▽
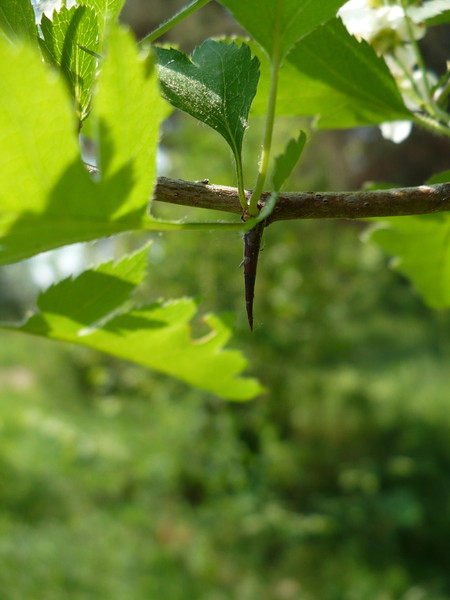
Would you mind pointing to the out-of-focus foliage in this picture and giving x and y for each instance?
(118, 483)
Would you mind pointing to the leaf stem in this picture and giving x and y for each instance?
(240, 182)
(174, 20)
(270, 118)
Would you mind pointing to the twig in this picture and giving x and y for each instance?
(419, 200)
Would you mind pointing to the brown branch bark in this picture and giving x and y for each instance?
(419, 200)
(395, 202)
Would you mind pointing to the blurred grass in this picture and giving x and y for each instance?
(118, 483)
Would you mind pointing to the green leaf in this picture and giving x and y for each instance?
(47, 198)
(156, 336)
(336, 78)
(281, 21)
(421, 245)
(285, 163)
(216, 86)
(63, 36)
(106, 11)
(128, 110)
(17, 19)
(110, 9)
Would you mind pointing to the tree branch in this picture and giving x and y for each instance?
(396, 202)
(419, 200)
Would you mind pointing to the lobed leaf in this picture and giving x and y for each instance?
(283, 21)
(156, 336)
(17, 20)
(64, 38)
(336, 78)
(47, 198)
(128, 111)
(216, 86)
(285, 163)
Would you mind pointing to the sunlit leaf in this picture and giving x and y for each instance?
(90, 311)
(336, 78)
(285, 163)
(216, 86)
(283, 21)
(128, 111)
(64, 37)
(17, 19)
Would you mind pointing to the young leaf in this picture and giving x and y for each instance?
(64, 38)
(129, 110)
(156, 336)
(284, 20)
(106, 11)
(216, 86)
(107, 8)
(333, 76)
(17, 19)
(285, 163)
(47, 198)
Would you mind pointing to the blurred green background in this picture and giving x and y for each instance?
(119, 483)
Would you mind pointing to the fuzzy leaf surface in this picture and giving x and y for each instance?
(281, 21)
(17, 19)
(47, 198)
(87, 311)
(334, 77)
(216, 86)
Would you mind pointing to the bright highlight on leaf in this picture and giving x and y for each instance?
(17, 20)
(336, 78)
(92, 310)
(47, 198)
(285, 163)
(282, 22)
(216, 86)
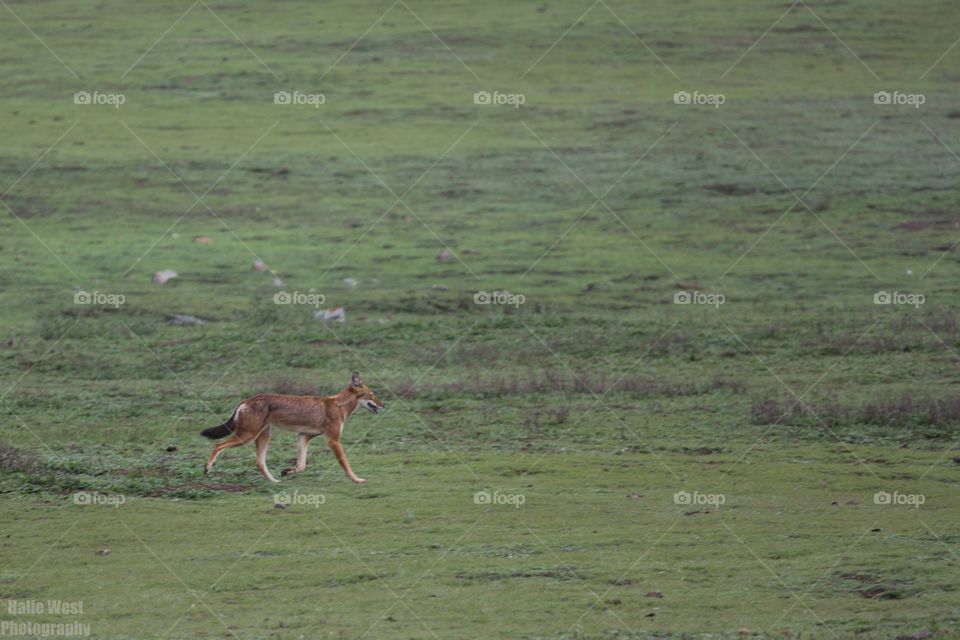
△
Exercise aim >>
Substitute "reflection" for "highlight" in the lines from the one with "Would you mind pointing to the bright" through the end of the records, changing nothing else, and give only those lines without the pictures.

Complete response >>
Would you mind pointing to the bright reflection on leaf in this picture and giving x and y for each instance?
(17, 20)
(336, 78)
(92, 310)
(47, 198)
(285, 163)
(282, 22)
(216, 86)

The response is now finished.